Source data:
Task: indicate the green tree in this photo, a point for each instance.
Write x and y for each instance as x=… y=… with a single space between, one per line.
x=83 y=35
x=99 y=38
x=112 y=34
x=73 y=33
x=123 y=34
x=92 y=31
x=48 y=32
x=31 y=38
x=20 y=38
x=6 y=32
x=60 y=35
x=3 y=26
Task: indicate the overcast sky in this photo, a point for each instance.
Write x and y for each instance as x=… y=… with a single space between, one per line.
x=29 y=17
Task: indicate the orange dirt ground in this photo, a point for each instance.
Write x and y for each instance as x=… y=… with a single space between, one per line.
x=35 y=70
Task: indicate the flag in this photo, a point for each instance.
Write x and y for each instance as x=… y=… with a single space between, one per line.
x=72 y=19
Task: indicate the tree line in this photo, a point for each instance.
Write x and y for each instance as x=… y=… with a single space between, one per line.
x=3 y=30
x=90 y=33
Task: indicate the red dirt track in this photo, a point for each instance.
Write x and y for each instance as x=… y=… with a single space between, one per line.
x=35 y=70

Your task ->
Reproduce the entries word for word, starting at the line that contains "Task: indicate the orange" and ending at the final line of the entries.

Answer to this exercise ->
Task: indicate the orange dirt ground in this photo, a point for each instance.
Write x and y for each instance as x=… y=… with a single space between, one per line.
x=35 y=70
Task: indicate the flag in this photo, a point for each instance.
Write x and y for each instance as x=… y=… with a single space between, one per line.
x=72 y=19
Task: indicate the tree line in this photo, a point for each instance.
Write x and y for each instance as x=… y=… with a single space between, one per line.
x=3 y=30
x=90 y=33
Task: indicate the red dirt track in this photo, a point for each instance.
Write x and y for each instance as x=… y=… with a single space between, one per line.
x=35 y=70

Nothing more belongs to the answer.